■ **Problem statement**
Reproduce the material below verbatim, from the line containing "Below you will find an image." through the line containing "(280, 28), (304, 46)", with both of those lines included. Leave any pictures out of your answer.

■ **Materials provided**
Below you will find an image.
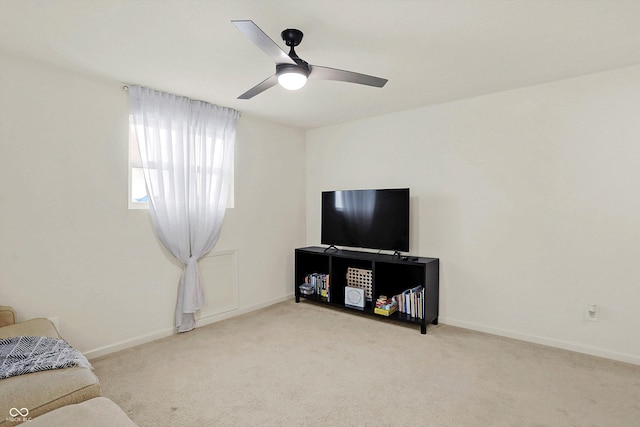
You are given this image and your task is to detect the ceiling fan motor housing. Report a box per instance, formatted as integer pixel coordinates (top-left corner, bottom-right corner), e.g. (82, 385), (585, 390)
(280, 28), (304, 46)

...

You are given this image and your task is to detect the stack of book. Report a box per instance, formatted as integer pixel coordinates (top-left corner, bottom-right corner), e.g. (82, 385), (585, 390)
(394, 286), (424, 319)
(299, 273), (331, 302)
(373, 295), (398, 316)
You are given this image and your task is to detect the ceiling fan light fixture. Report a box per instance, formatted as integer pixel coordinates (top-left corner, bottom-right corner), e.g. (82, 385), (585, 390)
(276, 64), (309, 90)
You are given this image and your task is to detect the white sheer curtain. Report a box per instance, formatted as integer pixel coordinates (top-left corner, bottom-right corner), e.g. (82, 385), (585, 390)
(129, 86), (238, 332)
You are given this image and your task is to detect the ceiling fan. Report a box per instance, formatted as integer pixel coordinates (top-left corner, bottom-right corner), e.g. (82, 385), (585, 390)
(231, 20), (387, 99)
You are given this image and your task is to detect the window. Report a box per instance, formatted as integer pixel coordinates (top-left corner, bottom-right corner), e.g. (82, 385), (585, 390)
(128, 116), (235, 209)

■ **Worked answer**
Below you will find an image.
You are given this image and your task is to detect the ceiling fan motor housing. Report a box per instance, formatted as integer pixel coordinates (top-left corner, bottom-right corner), e.g. (82, 385), (585, 390)
(280, 28), (304, 46)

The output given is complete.